Tasks and exercises
A – Reproduce the passage on coordinate sampling and preconditioning for fast JL embeddings word for word.
B – Turn the lines of the entries below, not the passage, into a JSON list of strings with one string per line and no blank lines.

Page
------
Notice that $Y^2$ has the right expectation: \[\E[Y^2] = \E_j[(\sqrt{d} x_j)^2] = d \E_j[x_j^2] = ||x||^2\] However, it does not concentrate well. The variance is $Var[Y^2] = Var[d x_j^2] = d^2 Var[x_j]$. If $x$ is a standard basis vector (say $x = e_1$), then this could be as bad as $Var[Y^2] \approx d$. This is bad, because it means we would need to average $\Omega(d)$ iid samples to get a sufficiently good estimator, which does not help us in reducing the dimension of $x \in \R^d$.

The bad case in the above analysis is when $x$ is very concentrated/sparse, so sampling a random coordinate of $x$ is a poor estimator of its magnitude. However, if $x$ is very “spread out”, then sampling a random coordinate would work well. For example, if all entries of $x$ are bounded by $\pm O(\sqrt{\frac{1}{d}})$, then $Var[Y^2] = O(1)$, and taking iid copies of this estimator would work. This would be nice for runtime, since randomly sampling a coordinate can be done quickly (it is not a dense inner-product).

Thus, if we can (quickly) “precondition” our vector $x$ to have $||x||_{\infty} \leq O(\sqrt{\frac{1}{d}})$, we could then use coordinate sampling to achieve a fast JL embedding. We won't quite achieve this, but we will be able to precondition such that $||x||_\infty \leq O(\sqrt{\frac{\log(d/\delta)}{d}})$, as described in the next section. With this in mind, we will need the following easy claim (that with the weaker bound on $\ell_\infty$, coordinate sampling works to reduce the dimension to almost our target dimension).
------
Task data
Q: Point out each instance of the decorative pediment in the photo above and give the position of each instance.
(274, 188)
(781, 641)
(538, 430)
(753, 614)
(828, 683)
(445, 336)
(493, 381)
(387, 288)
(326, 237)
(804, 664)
------
Task-by-task results
A –
Notice that $Y^2$ has the right expectation: \[\E[Y^2] = \E_j[(\sqrt{d} x_j)^2] = d \E_j[x_j^2] = ||x||^2\] However, it does not concentrate well. The variance is $Var[Y^2] = Var[d x_j^2] = d^2 Var[x_j]$. If $x$ is a standard basis vector (say $x = e_1$), then this could be as bad as $Var[Y^2] \approx d$. This is bad, because it means we would need to average $\Omega(d)$ iid samples to get a sufficiently good estimator, which does not help us in reducing the dimension of $x \in \R^d$.

The bad case in the above analysis is when $x$ is very concentrated/sparse, so sampling a random coordinate of $x$ is a poor estimator of its magnitude. However, if $x$ is very “spread out”, then sampling a random coordinate would work well. For example, if all entries of $x$ are bounded by $\pm O(\sqrt{\frac{1}{d}})$, then $Var[Y^2] = O(1)$, and taking iid copies of this estimator would work. This would be nice for runtime, since randomly sampling a coordinate can be done quickly (it is not a dense inner-product).

Thus, if we can (quickly) “precondition” our vector $x$ to have $||x||_{\infty} \leq O(\sqrt{\frac{1}{d}})$, we could then use coordinate sampling to achieve a fast JL embedding. We won't quite achieve this, but we will be able to precondition such that $||x||_\infty \leq O(\sqrt{\frac{\log(d/\delta)}{d}})$, as described in the next section. With this in mind, we will need the following easy claim (that with the weaker bound on $\ell_\infty$, coordinate sampling works to reduce the dimension to almost our target dimension).

B –
[
  "Q: Point out each instance of the decorative pediment in the photo above and give the position of each instance.",
  "(274, 188)",
  "(781, 641)",
  "(538, 430)",
  "(753, 614)",
  "(828, 683)",
  "(445, 336)",
  "(493, 381)",
  "(387, 288)",
  "(326, 237)",
  "(804, 664)"
]